From the listing below, select each line that contains the word "white" and copy those lines.

— start Supplied data —

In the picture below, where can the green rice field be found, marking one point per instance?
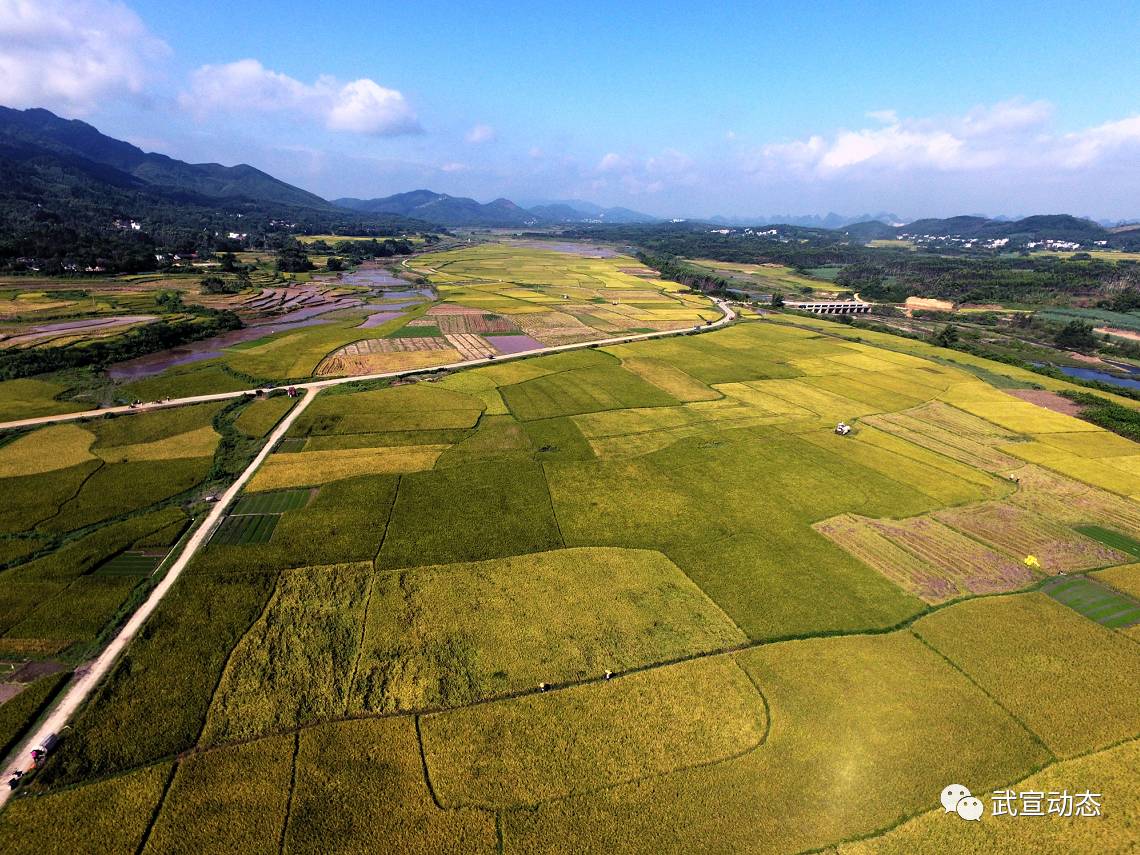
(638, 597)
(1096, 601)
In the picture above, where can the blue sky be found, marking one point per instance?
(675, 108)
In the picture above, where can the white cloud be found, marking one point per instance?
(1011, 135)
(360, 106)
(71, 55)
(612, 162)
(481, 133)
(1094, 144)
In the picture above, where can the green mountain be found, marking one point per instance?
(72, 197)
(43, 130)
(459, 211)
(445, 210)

— end Supplied data —
— start Supplied data —

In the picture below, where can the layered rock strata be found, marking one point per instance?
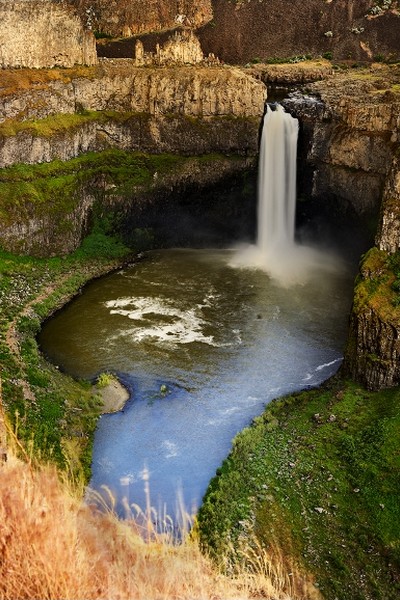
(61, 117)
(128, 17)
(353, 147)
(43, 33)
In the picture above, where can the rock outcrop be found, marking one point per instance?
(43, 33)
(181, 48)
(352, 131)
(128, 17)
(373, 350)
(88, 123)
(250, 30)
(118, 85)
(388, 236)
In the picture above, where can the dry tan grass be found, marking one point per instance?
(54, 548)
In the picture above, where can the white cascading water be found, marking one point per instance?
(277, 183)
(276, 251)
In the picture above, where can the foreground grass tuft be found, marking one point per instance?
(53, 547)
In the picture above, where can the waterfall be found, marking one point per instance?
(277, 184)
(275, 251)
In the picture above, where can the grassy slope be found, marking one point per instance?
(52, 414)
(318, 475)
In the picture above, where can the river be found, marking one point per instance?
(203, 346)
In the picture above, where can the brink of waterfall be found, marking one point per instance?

— end Supplied data —
— start Supplied data —

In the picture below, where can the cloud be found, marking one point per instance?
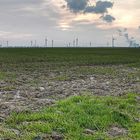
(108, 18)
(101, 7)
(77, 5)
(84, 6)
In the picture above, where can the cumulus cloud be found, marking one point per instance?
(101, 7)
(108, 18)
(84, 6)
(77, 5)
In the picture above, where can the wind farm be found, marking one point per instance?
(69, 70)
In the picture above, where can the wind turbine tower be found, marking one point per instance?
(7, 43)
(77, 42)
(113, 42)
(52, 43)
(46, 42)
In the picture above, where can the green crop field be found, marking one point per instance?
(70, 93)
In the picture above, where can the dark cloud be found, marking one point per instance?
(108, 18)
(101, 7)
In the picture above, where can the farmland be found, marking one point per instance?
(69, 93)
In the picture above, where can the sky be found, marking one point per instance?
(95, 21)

— end Supplied data —

# Result
In the picture above, where can the white cloud be found, marking one point per instance?
In the picture above, where can the white cascading water be found, marking one point per instance?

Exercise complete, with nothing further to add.